*** EXCERPT TO READ Section Begins ***

Daniel Ken Inouye (/iːˈnoʊˌeɪ/ ee-NOH-ay; Japanese name: 井上 建, Inoue Ken; 07 September 1924 to 17 December 2012) was an American lawyer and politician who served as a United States senator from Hawaii from 1963 until his death in 2012. Beginning in 1959, he was the first US representative for the State of Hawaii. A member of the Democratic Party, he also served as the president pro tempore of the United States Senate from 2010 until his death. Inouye was the highest-ranking Asian-American politician in US history, until Kamala Harris became vice president in 2021. Inouye also chaired various Senate Committees, including those on Intelligence, Indian Affairs, Commerce, and Appropriations.
Inouye fought in World War II as part of the 442nd Infantry Regiment. He lost his right arm to a grenade wound and received several military decorations, including the Medal of Honour (the nation’s highest military award). He later earned a J.D. degree from George Washington University Law School. Returning to Hawaii, Inouye was elected to Hawaii’s territorial House of Representatives in 1953, and was elected to the territorial Senate in 1957. When Hawaii achieved statehood in 1959, Inouye was elected as its first member of the US House of Representatives. He was first elected to the US Senate in 1962. Inouye never lost an election in 58 years as an elected official, and he exercised an exceptionally large influence on Hawaii politics.
Inouye was the second Asian American senator following Hawaii Republican Hiram Fong. Inouye was the first Japanese American to serve in the US House of Representatives and the first Japanese American to serve in the US Senate. Because of his seniority, Inouye became president pro tempore of the Senate following the death of Senator Robert Byrd on 29 June 2010, making him third in the presidential line of succession after the Vice President and the Speaker of the House of Representatives. At the time of his death, Inouye was the most senior sitting US senator, the second-oldest sitting US senator (seven and a half months younger than Frank Lautenberg of New Jersey), and the last sitting US senator to have served during the presidencies of John F. Kennedy, Lyndon B. Johnson, and Richard Nixon.
Inouye was a posthumous recipient of the Presidential Medal of Freedom and the Order of the Paulownia Flowers. Among other public structures, Honolulu International Airport has since been renamed Daniel K. Inouye International Airport in his memory.
Early Life (1924 to 1942)

*** EXCERPT TO READ Section Ends ***
*** GIVEN RECORDS Section Begins ***

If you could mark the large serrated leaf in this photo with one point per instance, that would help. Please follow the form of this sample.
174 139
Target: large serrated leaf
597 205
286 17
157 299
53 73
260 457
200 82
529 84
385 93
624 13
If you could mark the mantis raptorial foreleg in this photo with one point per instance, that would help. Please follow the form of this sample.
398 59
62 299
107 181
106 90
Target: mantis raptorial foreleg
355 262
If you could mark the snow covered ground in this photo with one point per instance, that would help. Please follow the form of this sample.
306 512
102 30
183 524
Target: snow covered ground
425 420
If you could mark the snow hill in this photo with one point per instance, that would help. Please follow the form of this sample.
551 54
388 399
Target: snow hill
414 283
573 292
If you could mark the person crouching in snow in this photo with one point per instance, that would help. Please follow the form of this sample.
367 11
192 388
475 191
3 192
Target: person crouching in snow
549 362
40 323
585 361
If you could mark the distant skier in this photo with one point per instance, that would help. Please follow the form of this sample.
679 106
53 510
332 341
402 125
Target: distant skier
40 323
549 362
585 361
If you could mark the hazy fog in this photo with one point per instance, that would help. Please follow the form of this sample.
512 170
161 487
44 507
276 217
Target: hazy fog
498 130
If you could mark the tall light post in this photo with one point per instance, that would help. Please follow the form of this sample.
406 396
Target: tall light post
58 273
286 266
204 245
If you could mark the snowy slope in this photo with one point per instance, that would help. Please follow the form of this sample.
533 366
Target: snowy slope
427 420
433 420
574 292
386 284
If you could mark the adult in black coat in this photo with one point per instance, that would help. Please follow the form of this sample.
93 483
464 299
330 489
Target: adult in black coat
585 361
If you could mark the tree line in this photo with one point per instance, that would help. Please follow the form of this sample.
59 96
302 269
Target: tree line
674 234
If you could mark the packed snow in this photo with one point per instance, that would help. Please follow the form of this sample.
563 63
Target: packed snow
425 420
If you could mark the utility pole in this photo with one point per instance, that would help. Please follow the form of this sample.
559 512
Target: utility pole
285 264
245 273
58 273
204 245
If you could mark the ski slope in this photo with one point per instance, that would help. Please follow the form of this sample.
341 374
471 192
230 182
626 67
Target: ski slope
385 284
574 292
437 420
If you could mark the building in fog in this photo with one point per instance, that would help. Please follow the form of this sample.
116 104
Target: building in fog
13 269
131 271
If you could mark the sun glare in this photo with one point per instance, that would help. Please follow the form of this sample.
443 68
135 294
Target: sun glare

*** GIVEN RECORDS Section Ends ***

== WHAT YOU WILL DO ==
• A. From the passage on Daniel Inouye, copy the stretch from "Inouye was a" through "in his memory." word for word.
• B. Answer these questions from the passage on Daniel Inouye:
(i) In which infantry regiment did Inouye fight during World War II?
(ii) Whose death made Inouye president pro tempore of the Senate?
(iii) What new name was given to Honolulu International Airport in his memory?
• C. List the Senate committees that the passage on Daniel Inouye names as ones he chaired.

== RESPONSES BY TASK ==
• A.
Inouye was a posthumous recipient of the Presidential Medal of Freedom and the Order of the Paulownia Flowers. Among other public structures, Honolulu International Airport has since been renamed Daniel K. Inouye International Airport in his memory.

• B.
(i) The 442nd Infantry Regiment.
(ii) Senator Robert Byrd's, on 29 June 2010.
(iii) Daniel K. Inouye International Airport.

• C. Intelligence, Indian Affairs, Commerce, Appropriations